▸ What is expected:
Scale the data below by copying every line, requests included, with each coordinate in the answers multiplied by 2.6 and rounded to a whole number, halves rounding up. Numbers in the requests and their format samples stay as they are.
Start
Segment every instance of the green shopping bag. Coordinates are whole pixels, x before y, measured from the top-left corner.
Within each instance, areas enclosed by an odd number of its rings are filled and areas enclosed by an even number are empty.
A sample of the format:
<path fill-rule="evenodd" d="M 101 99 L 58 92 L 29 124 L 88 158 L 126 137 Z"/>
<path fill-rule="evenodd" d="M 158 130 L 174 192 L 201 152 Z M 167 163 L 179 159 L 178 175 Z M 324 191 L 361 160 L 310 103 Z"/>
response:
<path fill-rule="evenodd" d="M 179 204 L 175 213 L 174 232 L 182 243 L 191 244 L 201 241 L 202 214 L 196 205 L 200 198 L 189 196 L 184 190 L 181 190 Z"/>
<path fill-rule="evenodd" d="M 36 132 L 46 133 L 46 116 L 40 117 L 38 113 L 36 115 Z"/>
End
▸ Full answer:
Segment every instance of the green shopping bag. Coordinates are whole pixels, x before y, measured from the top-left corner.
Within each instance, areas enclosed by an odd number of its rings are filled and areas enclosed by an even number are empty.
A sample of the format:
<path fill-rule="evenodd" d="M 101 99 L 58 92 L 29 124 L 88 158 L 126 137 Z"/>
<path fill-rule="evenodd" d="M 158 130 L 174 192 L 201 152 Z M 167 163 L 179 159 L 178 175 Z M 324 191 L 361 160 L 310 103 Z"/>
response:
<path fill-rule="evenodd" d="M 465 530 L 455 554 L 452 603 L 473 632 L 497 634 L 523 627 L 525 556 L 510 533 L 520 515 L 491 510 L 478 494 L 471 494 Z"/>
<path fill-rule="evenodd" d="M 94 343 L 120 346 L 120 302 L 104 304 L 99 294 L 94 299 Z"/>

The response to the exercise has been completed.